* BEGIN Record list *

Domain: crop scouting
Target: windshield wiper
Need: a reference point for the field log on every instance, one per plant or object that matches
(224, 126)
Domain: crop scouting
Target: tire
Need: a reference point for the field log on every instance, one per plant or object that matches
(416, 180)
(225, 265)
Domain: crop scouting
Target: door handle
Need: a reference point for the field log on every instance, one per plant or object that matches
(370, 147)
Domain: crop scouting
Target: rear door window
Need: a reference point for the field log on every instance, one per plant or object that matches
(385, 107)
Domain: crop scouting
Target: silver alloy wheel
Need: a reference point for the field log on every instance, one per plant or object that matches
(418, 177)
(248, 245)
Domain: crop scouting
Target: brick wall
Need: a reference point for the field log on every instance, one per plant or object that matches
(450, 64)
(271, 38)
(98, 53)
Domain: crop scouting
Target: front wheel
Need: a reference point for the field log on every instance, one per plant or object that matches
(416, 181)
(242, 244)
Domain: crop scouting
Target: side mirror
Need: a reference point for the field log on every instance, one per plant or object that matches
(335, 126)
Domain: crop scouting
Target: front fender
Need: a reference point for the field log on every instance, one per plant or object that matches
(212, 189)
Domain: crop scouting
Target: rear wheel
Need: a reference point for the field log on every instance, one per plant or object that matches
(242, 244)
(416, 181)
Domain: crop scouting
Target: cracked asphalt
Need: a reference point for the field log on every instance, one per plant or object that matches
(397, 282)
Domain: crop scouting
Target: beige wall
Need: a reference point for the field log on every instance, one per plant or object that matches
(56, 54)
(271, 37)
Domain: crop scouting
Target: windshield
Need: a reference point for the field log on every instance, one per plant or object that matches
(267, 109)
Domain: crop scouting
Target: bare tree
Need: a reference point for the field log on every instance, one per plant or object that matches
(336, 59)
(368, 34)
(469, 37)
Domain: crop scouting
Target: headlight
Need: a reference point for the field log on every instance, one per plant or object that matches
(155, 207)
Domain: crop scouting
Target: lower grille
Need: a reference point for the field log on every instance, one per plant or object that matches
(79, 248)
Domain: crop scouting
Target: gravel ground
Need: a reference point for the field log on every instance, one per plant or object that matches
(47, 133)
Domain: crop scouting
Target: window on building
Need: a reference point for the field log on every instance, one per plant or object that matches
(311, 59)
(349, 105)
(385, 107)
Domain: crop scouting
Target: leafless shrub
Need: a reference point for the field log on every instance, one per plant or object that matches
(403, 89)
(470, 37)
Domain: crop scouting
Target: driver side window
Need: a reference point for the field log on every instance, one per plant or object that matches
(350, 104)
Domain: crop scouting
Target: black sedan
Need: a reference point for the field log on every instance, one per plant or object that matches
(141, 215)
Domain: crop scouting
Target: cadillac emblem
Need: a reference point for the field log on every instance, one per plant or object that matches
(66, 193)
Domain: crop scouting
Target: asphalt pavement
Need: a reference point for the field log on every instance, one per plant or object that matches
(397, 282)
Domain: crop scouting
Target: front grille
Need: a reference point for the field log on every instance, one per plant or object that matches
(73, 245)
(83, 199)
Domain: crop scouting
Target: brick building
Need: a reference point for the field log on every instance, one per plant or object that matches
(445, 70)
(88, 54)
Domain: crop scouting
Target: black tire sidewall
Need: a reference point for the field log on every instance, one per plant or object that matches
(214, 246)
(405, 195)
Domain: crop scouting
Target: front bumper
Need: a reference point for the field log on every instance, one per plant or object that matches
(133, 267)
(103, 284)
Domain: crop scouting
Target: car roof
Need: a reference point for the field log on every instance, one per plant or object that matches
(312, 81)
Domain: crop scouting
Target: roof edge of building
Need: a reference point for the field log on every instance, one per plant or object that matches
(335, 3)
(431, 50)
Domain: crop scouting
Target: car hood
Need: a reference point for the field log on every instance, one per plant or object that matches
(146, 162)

* END Record list *

Print the records above in full, exactly.

Domain: crop scouting
Target: windshield wiper
Need: a reference point for the field log on every instance, one per plant or object that matches
(224, 126)
Domain: crop scouting
Target: tire
Need: a reference point for the field log on every instance, one per plant or object that matches
(416, 180)
(225, 265)
Domain: crop scouting
Target: door handle
Need: a reference point for the field log on every instance, one per plant or object that matches
(370, 147)
Domain: crop scouting
Target: rear door window
Need: a reference point for the field log on every instance, one per plant or object that matches
(385, 107)
Domain: crop scouting
Target: silver alloy wheel
Need: a reference point for the field log on every instance, one per plant or object that matches
(418, 177)
(248, 245)
Domain: crop scouting
Target: brick wall
Need: a reference point for the field log on every instance, one per plant or object that matches
(450, 64)
(271, 38)
(98, 53)
Domain: crop scouting
Target: front wheel
Need: a reference point for the field log on every instance, one per plant or object that matches
(416, 181)
(242, 244)
Domain: crop scouting
Target: side mirror
Need: a reference point for the field log on every instance, one per plant or object that matches
(335, 126)
Domain: crop scouting
Target: front fender
Need: a reference point for the field log on every instance, one per plant or object that matches
(212, 189)
Domain: crop scouting
Target: rear wheel
Need: a reference point for the field log on every instance, one per plant or object that matches
(242, 244)
(416, 181)
Domain: crop scouting
Target: cracked asphalt
Need: a reference point for the field log on every instance, one per plant or object that matches
(397, 282)
Domain: crop scouting
Target: beige wall
Need: a reference point for the field log on every instance, one per plant or object that matches
(56, 54)
(271, 37)
Domain: crop scouting
Target: windshield
Need: a reference point for the field log on every instance, one per plant or object that matches
(267, 109)
Domain: crop scouting
Target: bare tree
Need: a reference point for the field log on every instance, one per plant or object that matches
(336, 59)
(368, 34)
(469, 37)
Domain: crop scouting
Target: headlight
Need: a reference point for the field log on every instance, one per plant or object that matches
(155, 207)
Domain: crop scouting
Target: lower grille
Need: a reference point for the field log on every instance, one per plant or object that matches
(79, 248)
Domain: crop scouting
Target: gravel ground
Need: a reference point for the field log on every instance, one per plant or object that matches
(47, 133)
Domain: crop scouting
Target: window on building
Need: a reference point for the field log on every instance, one per plant or object that matches
(311, 59)
(349, 105)
(385, 107)
Domain: crop scouting
Target: leafless shrub
Need: a reference point for the field log on every instance, one per plant or object that matches
(403, 89)
(470, 37)
Domain: crop scouting
Target: driver side window
Need: a reference point for the field log on every instance, one per plant or object that matches
(350, 104)
Domain: crop scouting
Target: black sedan
Need: a reference point for the field log on every instance, one per plant or object that matches
(141, 215)
Domain: crop scouting
Target: cadillac emblem
Need: a reference point for the field log on every instance, one per plant or object that matches
(66, 193)
Domain: crop scouting
Target: asphalt pavement
Need: a reference point for the field log on every instance, one per plant or object that matches
(397, 282)
Domain: crop scouting
Target: front grille
Need: a reference point for the field log on every instance, one per plant or object that matches
(73, 245)
(83, 199)
Domain: crop scouting
Target: brick building
Need: a reference point for the field log on every instance, one per plant or object that matches
(445, 70)
(88, 54)
Domain: crop scouting
Target: black tire sidewall
Need: a reference point for the field log on every instance, one per plant or object that matches
(214, 246)
(405, 195)
Domain: crop scouting
Target: front bumper
Need: a reference point for the field log on every instance, one per plant or object that matches
(133, 267)
(103, 284)
Domain: crop scouting
Target: car roof
Need: a reference point for the field log on every instance, one per plant or object that matches
(312, 81)
Domain: crop scouting
Target: roof edge of building
Need: a reference point for the field log on every instance, one per plant or object that matches
(335, 3)
(431, 50)
Domain: crop scouting
Target: car hood
Need: a reference point for the field log on every instance, one per plant or object that matches
(146, 162)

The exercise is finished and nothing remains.